## [Passage shown]

*** Block opens ***

Kathy wanted riders to work with as simple gear as possible. She watched the horses work, and then in all the sessions I saw, she asked riders to remove martingales. In a few cases Kathy suggested to riders that they compete in their martingales and at least one case I saw she strongly advised against it – saying it would encourage the particular horse more on to it’s forehand. She said she liked to work with plain snaffles and cavesson nose bands unless the horse really crossed it’s jaw, as opening the mouth could be a form of giving the jaw. She told a great story about her ‘bag of bits’.

“I used to always travel to shows with my ‘bag of bits’, everything you could imagine – including a bicycle chain bit. One day Bill Steinkraus took me aside and told me I didn’t need all those bits, I should have a ‘bag of hands’ not a bag of bits. Not long after he was having trouble with a horse he was showing and he came to me… and asked to borrow my bicycle chain bit and went on and won the next three classes on the circuit. I believe we were both partly right.”

*** Block closes ***

## [Data]

*** Block opens ***

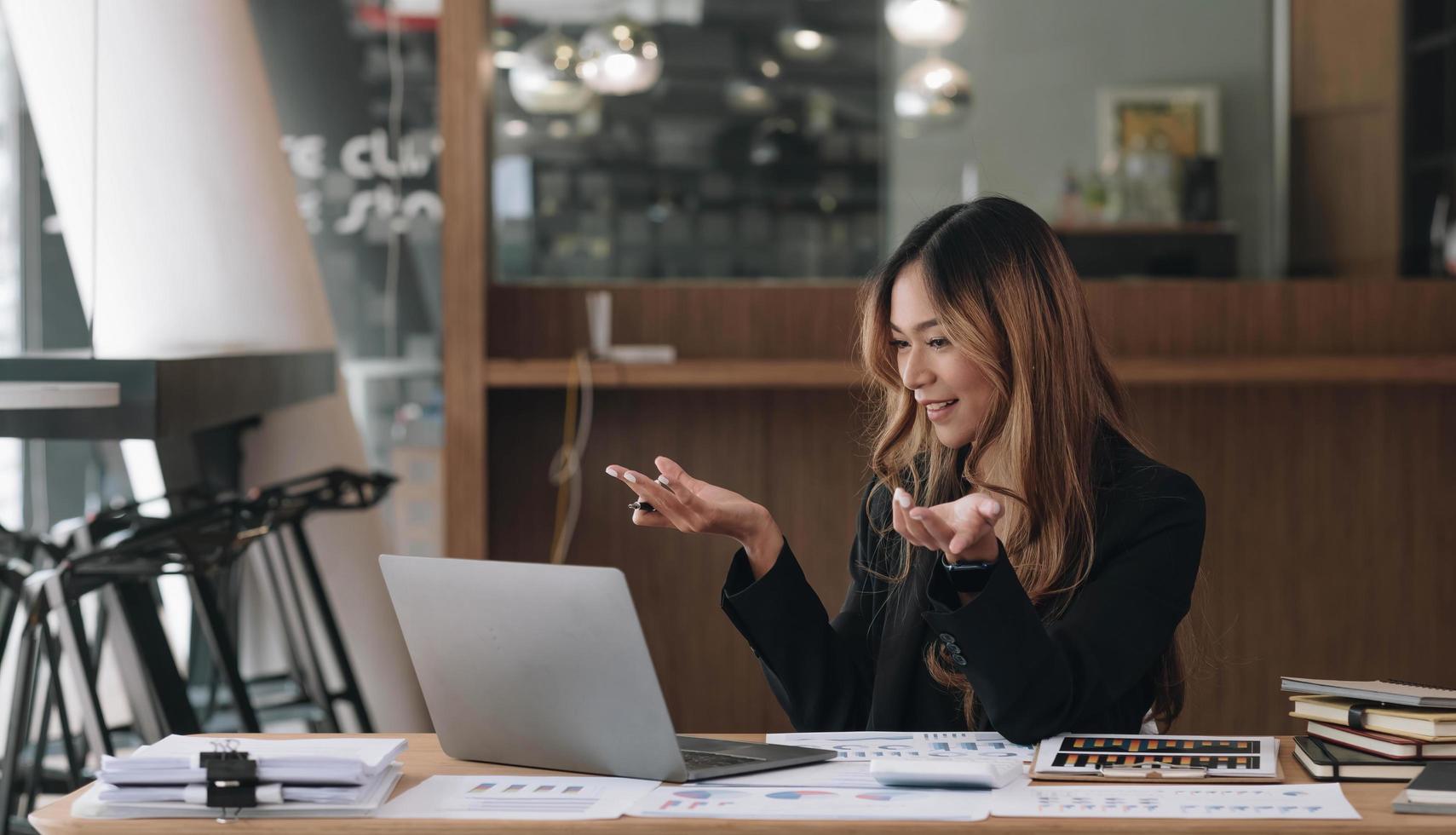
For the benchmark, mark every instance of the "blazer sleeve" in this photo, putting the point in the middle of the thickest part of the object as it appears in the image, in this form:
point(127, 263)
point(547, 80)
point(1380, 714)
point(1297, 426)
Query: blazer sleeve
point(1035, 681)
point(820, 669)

*** Block closes ***
*** Block opens ***

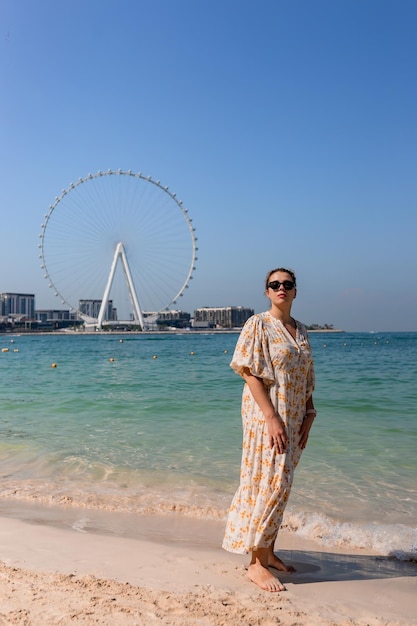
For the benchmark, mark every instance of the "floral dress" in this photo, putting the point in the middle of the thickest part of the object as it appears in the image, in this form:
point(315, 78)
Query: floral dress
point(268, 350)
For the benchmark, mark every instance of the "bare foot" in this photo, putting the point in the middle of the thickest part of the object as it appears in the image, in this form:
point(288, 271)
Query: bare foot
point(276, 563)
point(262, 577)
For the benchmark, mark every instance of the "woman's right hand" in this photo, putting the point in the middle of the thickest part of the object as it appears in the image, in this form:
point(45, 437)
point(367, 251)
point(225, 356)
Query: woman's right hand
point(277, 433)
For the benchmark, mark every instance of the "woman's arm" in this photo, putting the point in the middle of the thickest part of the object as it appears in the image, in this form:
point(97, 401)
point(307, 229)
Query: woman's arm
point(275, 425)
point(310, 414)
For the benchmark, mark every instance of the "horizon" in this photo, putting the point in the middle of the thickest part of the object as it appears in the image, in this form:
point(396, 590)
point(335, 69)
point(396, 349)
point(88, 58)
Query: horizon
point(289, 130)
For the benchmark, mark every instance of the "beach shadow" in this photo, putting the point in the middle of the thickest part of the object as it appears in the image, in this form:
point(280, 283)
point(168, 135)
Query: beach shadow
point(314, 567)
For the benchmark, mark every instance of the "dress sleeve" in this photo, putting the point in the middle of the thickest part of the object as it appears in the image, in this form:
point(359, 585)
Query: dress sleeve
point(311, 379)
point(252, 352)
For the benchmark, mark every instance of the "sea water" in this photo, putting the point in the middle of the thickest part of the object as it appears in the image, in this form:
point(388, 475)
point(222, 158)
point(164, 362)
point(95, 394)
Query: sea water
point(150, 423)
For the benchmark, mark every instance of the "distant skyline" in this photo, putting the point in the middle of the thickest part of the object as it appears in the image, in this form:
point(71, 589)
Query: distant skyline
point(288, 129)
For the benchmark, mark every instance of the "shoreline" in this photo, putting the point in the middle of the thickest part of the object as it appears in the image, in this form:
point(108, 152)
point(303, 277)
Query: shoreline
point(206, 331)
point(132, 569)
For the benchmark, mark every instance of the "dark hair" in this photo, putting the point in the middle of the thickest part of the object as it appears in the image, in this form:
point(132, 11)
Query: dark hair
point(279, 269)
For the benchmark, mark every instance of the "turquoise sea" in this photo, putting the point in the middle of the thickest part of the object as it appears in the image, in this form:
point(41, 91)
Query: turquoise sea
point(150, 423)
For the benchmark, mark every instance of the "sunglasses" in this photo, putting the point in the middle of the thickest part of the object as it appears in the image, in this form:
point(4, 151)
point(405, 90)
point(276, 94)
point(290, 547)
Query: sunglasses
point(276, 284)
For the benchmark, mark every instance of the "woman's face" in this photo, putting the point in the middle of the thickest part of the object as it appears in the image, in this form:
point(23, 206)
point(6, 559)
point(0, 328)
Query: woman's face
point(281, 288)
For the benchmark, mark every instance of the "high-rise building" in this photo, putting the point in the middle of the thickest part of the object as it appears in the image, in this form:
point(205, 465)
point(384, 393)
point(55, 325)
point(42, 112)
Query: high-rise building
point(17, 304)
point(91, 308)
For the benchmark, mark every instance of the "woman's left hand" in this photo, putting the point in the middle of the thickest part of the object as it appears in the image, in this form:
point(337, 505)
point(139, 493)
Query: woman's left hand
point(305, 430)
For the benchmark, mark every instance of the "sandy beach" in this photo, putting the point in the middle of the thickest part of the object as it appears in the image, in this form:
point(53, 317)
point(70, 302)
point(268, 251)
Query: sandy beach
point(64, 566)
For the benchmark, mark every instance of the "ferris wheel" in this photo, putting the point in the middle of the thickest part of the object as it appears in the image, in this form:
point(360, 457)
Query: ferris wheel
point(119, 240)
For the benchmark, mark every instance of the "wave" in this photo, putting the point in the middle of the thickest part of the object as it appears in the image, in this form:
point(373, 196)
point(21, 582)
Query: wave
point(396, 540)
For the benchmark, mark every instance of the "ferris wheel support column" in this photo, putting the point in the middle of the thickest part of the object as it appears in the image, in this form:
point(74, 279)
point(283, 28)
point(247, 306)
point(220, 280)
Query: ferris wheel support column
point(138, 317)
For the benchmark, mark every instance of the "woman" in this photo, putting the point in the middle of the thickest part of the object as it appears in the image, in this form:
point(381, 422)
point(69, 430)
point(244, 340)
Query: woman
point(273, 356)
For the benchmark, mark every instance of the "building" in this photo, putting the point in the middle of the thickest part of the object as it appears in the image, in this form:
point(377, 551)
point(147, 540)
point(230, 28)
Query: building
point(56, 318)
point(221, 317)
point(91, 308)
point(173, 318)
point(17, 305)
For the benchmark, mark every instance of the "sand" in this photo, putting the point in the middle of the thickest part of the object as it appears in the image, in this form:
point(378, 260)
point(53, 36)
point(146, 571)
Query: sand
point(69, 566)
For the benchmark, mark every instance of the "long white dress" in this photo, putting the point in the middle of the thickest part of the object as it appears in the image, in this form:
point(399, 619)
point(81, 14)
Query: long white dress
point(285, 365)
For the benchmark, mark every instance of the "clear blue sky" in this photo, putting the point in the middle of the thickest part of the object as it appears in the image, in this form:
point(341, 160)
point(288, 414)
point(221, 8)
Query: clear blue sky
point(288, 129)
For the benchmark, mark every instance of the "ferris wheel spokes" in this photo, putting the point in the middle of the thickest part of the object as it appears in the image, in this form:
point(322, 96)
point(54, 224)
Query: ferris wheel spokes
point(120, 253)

*** Block closes ***
*** Block opens ***

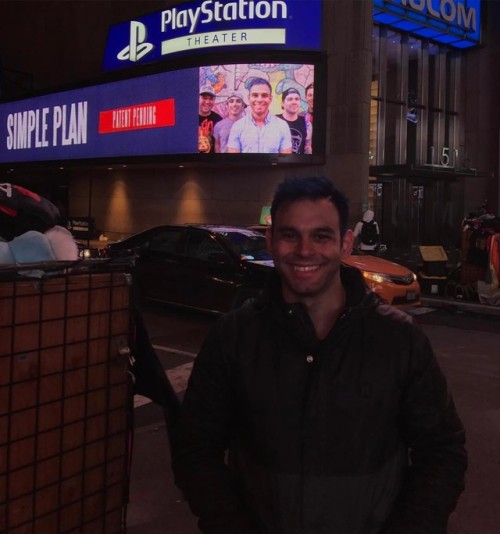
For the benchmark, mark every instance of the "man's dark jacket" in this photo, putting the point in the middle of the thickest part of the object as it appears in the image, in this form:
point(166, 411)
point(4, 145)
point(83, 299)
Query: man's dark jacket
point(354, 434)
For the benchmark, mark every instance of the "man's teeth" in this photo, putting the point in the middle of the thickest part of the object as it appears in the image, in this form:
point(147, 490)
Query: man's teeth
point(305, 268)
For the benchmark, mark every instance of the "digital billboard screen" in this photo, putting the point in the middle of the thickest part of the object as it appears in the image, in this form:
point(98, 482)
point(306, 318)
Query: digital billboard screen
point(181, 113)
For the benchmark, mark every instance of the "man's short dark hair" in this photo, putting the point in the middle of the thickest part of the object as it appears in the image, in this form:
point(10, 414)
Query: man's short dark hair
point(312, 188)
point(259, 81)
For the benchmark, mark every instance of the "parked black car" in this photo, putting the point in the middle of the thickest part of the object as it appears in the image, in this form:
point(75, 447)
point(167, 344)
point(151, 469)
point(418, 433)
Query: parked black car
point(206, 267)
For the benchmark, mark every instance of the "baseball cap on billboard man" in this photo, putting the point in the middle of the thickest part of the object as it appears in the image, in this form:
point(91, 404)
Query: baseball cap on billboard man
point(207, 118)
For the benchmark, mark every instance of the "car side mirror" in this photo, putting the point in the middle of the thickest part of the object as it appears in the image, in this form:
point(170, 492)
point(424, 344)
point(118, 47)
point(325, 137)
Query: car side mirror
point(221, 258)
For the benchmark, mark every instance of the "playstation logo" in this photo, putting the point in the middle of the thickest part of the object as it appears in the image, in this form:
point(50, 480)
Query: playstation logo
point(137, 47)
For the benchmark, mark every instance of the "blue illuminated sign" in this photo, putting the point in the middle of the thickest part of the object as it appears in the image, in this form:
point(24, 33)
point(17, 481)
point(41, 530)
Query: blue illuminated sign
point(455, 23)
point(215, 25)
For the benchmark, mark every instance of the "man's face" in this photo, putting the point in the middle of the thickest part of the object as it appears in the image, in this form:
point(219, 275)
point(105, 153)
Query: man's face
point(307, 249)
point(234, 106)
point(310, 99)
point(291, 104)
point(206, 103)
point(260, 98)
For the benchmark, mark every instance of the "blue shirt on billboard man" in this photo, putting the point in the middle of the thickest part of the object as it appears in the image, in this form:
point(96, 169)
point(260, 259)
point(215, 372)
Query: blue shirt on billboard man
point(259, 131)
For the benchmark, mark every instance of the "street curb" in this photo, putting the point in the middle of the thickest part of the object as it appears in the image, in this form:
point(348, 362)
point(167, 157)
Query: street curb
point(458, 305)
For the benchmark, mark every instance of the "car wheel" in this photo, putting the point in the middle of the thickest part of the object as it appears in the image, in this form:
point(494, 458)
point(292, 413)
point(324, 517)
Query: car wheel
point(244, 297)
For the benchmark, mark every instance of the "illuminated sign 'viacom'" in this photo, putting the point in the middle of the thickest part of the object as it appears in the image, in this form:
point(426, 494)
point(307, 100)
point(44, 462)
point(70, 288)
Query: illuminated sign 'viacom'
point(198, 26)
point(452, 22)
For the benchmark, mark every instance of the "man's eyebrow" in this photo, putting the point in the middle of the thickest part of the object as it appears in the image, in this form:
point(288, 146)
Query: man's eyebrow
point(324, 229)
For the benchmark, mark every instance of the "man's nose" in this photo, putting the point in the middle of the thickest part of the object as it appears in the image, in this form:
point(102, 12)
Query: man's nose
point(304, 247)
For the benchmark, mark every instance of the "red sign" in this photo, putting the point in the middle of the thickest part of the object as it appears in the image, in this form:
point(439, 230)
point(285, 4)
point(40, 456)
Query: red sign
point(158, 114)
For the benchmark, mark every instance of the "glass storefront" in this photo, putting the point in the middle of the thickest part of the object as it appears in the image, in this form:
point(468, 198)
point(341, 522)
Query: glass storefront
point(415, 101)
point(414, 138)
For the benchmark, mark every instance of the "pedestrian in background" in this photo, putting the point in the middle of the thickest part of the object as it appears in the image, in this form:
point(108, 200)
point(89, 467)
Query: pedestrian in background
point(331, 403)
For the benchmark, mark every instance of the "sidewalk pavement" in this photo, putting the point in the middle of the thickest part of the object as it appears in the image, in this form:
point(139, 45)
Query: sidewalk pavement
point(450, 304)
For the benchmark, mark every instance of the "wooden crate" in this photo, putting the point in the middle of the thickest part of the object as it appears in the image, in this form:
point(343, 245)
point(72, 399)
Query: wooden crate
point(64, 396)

*** Block closes ***

## [Problem requirements]
Retype the section of the riding-gear text from between "Kathy wanted riders" and "her ‘bag of bits’.", inclusive.

## [Your response]
Kathy wanted riders to work with as simple gear as possible. She watched the horses work, and then in all the sessions I saw, she asked riders to remove martingales. In a few cases Kathy suggested to riders that they compete in their martingales and at least one case I saw she strongly advised against it – saying it would encourage the particular horse more on to it’s forehand. She said she liked to work with plain snaffles and cavesson nose bands unless the horse really crossed it’s jaw, as opening the mouth could be a form of giving the jaw. She told a great story about her ‘bag of bits’.